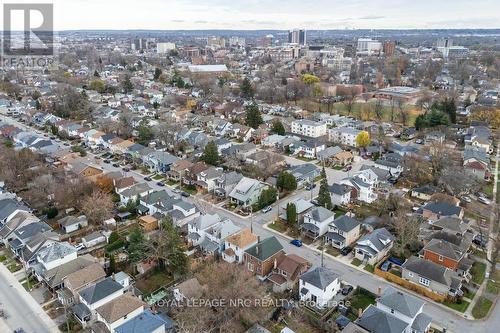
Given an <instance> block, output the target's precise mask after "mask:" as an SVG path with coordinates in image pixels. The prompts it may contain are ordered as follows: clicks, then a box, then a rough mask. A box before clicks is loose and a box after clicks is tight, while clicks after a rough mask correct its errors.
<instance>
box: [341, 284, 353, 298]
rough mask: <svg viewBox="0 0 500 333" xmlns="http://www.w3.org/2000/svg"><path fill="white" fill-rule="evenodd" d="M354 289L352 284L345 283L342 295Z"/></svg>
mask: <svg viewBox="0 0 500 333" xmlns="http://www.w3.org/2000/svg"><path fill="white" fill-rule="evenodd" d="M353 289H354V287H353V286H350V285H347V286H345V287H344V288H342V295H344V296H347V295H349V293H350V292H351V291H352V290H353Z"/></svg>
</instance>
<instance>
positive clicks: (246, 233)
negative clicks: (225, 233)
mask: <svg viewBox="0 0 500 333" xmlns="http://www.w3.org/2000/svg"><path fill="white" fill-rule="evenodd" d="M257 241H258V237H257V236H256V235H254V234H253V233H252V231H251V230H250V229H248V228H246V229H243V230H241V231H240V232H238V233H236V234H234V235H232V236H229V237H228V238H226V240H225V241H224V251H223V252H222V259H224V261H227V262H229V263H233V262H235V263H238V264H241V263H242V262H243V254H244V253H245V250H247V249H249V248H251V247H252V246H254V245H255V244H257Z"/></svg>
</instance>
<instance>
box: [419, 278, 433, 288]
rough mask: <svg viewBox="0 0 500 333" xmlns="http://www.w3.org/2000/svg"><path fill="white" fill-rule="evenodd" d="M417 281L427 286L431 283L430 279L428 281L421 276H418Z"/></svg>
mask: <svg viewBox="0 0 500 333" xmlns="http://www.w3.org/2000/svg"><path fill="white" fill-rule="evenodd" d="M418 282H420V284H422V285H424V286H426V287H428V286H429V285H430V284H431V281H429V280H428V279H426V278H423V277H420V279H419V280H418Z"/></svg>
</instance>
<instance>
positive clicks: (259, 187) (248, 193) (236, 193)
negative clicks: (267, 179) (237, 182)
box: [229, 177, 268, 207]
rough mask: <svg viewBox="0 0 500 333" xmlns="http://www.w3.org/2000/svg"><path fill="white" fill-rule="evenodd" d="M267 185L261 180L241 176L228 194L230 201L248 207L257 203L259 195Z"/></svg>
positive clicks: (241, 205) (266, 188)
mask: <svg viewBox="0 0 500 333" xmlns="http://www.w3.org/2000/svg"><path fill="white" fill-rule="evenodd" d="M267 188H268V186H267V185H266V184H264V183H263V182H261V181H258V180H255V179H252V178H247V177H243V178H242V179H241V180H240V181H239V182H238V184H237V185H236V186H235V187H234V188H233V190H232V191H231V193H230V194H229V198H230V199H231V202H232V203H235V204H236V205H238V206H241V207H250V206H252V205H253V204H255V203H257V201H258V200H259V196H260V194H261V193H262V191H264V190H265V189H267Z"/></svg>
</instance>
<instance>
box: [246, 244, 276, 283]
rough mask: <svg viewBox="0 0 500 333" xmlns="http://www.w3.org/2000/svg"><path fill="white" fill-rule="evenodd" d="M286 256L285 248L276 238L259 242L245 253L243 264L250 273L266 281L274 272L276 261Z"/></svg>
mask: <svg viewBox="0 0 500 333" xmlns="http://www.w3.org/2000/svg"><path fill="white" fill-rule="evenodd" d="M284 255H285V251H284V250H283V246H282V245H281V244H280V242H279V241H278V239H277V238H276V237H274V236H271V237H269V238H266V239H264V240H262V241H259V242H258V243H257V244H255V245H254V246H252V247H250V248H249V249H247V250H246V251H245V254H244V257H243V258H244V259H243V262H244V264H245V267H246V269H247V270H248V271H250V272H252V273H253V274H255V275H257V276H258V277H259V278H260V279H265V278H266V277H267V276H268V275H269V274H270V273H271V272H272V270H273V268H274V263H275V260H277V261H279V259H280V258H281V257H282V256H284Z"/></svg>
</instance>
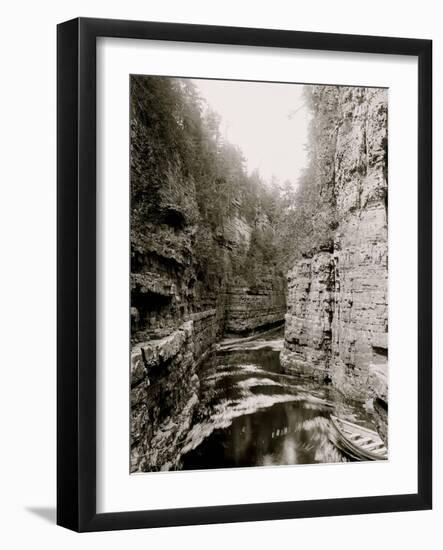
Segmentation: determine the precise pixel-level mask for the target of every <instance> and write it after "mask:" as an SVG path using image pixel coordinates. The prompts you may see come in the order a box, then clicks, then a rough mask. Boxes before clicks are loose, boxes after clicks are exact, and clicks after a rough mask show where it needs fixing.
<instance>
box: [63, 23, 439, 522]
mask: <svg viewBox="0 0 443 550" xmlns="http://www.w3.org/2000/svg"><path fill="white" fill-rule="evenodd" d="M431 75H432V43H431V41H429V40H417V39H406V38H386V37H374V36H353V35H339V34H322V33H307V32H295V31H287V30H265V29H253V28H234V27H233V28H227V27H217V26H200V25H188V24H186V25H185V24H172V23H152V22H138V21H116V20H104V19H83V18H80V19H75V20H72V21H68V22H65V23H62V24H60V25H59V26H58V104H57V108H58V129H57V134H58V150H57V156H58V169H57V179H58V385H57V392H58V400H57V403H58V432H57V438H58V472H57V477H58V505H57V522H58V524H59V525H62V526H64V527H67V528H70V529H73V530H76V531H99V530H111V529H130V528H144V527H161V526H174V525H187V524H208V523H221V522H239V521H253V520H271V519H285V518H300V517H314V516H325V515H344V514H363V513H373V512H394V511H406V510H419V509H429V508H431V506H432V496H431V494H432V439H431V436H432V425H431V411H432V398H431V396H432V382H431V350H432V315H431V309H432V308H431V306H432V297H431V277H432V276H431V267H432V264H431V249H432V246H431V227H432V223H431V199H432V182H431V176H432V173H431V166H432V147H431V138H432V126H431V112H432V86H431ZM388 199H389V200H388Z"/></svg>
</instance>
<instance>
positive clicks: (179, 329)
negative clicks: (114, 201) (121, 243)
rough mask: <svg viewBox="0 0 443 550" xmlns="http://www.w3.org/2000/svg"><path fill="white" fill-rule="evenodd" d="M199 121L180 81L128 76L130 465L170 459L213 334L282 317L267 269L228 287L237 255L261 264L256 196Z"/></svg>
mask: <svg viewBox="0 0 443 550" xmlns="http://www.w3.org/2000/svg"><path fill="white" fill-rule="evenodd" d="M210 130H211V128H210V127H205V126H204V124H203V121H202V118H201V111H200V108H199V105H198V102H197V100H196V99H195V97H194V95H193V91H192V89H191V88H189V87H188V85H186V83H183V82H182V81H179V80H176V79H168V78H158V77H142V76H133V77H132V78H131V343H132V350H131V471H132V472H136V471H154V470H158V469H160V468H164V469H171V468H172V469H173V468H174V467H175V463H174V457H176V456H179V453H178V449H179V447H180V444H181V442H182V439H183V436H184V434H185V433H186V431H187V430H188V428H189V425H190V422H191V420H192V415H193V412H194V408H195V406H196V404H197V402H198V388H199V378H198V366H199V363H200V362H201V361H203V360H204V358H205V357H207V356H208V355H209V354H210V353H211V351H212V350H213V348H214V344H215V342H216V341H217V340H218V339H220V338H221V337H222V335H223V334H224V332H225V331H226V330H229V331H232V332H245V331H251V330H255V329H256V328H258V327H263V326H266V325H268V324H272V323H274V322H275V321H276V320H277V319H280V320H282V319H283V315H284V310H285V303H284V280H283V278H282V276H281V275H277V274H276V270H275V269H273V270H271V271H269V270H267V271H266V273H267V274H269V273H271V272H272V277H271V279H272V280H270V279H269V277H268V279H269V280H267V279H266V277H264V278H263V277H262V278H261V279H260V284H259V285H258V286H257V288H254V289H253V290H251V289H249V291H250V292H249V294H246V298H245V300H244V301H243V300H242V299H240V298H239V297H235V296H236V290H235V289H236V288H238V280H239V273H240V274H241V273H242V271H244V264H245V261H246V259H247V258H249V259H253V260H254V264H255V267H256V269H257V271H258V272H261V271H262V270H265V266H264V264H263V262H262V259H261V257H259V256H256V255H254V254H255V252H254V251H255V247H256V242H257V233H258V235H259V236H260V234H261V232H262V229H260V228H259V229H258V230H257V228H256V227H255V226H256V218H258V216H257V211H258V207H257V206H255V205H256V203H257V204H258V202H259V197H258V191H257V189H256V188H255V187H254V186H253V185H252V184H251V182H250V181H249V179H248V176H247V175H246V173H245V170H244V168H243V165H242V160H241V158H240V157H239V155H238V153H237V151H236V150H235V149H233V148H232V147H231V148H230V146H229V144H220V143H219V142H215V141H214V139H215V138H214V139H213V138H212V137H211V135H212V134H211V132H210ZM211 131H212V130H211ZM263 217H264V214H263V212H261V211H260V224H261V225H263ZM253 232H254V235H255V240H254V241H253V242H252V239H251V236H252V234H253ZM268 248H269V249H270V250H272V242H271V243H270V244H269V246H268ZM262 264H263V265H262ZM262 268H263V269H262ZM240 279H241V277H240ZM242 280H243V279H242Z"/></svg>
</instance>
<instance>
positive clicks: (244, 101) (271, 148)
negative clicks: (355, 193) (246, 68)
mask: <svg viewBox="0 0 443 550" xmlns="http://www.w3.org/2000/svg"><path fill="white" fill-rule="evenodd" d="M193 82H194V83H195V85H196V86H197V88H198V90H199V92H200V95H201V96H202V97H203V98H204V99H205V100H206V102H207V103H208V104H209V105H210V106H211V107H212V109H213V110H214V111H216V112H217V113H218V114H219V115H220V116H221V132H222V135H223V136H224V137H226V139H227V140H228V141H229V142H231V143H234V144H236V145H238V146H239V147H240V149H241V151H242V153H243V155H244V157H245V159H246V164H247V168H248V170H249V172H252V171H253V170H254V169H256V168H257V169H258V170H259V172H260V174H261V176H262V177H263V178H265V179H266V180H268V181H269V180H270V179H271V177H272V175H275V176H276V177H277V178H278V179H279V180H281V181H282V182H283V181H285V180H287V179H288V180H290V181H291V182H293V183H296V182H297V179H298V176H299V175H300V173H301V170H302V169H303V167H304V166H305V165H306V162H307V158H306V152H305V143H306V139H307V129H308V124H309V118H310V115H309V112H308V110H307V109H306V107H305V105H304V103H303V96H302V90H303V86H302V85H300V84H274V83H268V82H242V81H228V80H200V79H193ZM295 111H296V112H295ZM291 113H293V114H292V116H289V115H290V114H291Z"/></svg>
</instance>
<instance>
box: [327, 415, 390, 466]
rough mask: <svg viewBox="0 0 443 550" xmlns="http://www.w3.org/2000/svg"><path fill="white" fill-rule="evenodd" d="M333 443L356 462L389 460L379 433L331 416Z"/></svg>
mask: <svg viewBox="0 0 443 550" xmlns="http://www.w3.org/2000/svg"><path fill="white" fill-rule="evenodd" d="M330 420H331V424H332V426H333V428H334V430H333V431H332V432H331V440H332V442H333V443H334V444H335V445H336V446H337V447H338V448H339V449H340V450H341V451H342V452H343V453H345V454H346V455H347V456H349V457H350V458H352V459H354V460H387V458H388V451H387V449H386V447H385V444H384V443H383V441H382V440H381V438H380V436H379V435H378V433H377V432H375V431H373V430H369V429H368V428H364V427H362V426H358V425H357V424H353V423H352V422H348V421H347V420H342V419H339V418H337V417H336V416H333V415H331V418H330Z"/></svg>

▸ Work task: List every line in the records above that contains the string "clicks", treating uppercase and lowercase as different.

▸ Written answer:
Given an <instance> block, output the target's precise mask after "mask:" as an SVG path with coordinates in image pixels. The prompts it may contain are ordered as follows: clicks, then a box, then a rough mask. A box before clicks is loose and a box after clicks is tight, while clicks after a rough mask correct its errors.
positive clicks: (246, 233)
negative clicks: (225, 233)
positive clicks: (259, 187) (248, 193) (236, 193)
negative clicks: (267, 179) (237, 182)
positive clicks: (241, 205) (266, 188)
Segmentation: determine the precise pixel-level mask for the target of every <instance> and write it after "mask:" as an SVG path using image pixel coordinates. The prompts you may see come in the order a box, then clicks, then a rough mask. Boxes before clicks are loose, boxes after clicks are exact, and clicks after a rough mask show where it needs fixing.
positive clicks: (179, 329)
negative clicks: (114, 201) (121, 243)
positive clicks: (244, 101) (271, 148)
negative clicks: (355, 193) (246, 68)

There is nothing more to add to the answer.